● Task goal:
Copy the forum thread on solving for an integration limit, everything from "I would like" down to "Can you elaborate?".

● Document segment:
I would like to thank you in advance for the time dealing with my query.

darova on 30 Nov 2019
Did you use integral or trapz? What have you tried? Can you elaborate?
Dimitrios Kampitsis on 1 Dec 2019
My goal is to solve the following equation where the unknown is the limit of integration (k), where a and b are constants I tried only with int in order to solve the integral and afterwards, if i get a solution from my integration, i am planning to try and solve the equation. However i am not sure if this is the right way to do it.
syms x
g = x^5 *exp((-x^5-x*(4^6))/4^6) ;
int(g,x,k,k+2)
I havent tried yet trapz. Moreover i didnt try integral because i am looking for a symbolic solution.
Thanks again.
darova on 1 Dec 2019
You should use fsolve and integral

David Wilson on 2 Dec 2019
Since you neglected to tell us values for a and b, I'll just set them to a=2 and b=1. You have also two definitions for g(x), so I've used the one in your code. Like the previous poster suggested, I'll embed integral inside fsolve:
g = @(x) x.^5.*exp((-x.^5-x*(4^6))/4^6) ;
Q = @(k) integral(g,k,k+2);
a = 2; b = 1; % Set these to whatever
k0 = 1; % Need a start guess here.

Point-based annotation data
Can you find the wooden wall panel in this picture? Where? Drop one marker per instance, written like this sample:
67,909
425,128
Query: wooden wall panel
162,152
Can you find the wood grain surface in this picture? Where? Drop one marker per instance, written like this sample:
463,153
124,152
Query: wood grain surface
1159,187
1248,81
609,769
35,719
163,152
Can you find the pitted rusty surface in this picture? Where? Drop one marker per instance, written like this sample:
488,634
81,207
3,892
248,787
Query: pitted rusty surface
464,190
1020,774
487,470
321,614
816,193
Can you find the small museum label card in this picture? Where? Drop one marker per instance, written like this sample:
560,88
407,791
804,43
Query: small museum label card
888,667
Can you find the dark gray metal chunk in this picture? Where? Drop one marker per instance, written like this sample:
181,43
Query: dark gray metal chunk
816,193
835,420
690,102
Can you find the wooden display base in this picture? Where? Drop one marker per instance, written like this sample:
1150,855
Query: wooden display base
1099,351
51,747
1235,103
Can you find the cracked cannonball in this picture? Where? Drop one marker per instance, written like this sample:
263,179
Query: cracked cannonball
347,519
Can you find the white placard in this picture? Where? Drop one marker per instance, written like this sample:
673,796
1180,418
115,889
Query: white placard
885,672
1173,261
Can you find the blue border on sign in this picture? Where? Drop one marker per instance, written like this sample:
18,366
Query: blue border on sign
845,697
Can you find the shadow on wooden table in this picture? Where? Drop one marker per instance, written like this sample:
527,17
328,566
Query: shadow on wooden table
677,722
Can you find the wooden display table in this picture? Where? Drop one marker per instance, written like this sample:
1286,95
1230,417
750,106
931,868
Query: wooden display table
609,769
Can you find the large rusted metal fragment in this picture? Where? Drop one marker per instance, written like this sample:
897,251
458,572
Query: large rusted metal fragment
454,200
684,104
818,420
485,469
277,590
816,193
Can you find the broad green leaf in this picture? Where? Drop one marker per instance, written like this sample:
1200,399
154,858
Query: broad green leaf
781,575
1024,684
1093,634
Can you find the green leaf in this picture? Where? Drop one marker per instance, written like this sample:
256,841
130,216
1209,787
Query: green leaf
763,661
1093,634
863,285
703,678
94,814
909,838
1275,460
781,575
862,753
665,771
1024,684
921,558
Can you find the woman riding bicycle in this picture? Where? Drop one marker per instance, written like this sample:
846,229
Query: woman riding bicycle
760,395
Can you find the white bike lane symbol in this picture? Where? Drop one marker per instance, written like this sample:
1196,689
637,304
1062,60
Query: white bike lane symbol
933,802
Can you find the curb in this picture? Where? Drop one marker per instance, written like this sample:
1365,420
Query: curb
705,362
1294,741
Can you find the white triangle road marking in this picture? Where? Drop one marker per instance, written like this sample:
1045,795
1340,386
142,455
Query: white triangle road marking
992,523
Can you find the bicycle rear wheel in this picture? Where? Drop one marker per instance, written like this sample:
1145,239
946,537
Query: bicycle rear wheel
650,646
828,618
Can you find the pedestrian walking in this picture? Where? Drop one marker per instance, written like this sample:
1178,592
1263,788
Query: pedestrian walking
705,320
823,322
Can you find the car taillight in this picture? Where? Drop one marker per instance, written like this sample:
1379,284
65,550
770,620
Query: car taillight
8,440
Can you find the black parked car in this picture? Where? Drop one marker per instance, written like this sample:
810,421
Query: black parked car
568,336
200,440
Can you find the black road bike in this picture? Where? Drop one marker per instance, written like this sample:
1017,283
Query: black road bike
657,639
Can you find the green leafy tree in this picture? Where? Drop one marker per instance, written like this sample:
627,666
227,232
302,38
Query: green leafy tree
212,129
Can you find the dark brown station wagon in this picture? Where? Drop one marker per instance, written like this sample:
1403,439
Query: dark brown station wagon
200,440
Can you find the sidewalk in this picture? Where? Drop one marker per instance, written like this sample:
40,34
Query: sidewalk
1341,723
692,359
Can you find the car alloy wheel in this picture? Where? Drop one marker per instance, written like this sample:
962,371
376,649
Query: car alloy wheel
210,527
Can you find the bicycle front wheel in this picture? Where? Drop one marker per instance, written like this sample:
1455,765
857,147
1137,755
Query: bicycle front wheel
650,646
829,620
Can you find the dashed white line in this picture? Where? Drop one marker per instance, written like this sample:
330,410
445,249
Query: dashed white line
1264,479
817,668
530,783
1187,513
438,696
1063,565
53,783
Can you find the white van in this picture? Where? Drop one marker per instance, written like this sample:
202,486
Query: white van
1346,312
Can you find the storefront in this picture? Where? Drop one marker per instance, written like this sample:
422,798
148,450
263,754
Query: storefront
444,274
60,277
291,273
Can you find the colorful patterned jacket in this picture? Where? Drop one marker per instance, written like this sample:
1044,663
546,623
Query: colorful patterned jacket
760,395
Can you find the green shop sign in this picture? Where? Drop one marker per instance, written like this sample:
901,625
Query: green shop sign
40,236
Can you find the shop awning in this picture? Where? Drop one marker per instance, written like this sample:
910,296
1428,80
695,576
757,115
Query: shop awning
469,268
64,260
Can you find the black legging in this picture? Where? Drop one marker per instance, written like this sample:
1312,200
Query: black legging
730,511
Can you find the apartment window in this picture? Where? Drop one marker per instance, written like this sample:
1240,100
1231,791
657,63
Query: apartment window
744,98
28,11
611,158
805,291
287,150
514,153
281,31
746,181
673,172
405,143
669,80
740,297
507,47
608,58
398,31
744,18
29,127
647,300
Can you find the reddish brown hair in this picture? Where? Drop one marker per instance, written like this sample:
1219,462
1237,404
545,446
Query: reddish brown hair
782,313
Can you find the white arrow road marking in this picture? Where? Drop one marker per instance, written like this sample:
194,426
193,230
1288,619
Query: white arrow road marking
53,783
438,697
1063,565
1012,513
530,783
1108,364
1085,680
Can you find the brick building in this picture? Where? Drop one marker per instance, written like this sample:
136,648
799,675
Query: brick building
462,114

● Written answer:
I would like to thank you in advance for the time dealing with my query.

darova on 30 Nov 2019
Did you use integral or trapz? What have you tried? Can you elaborate?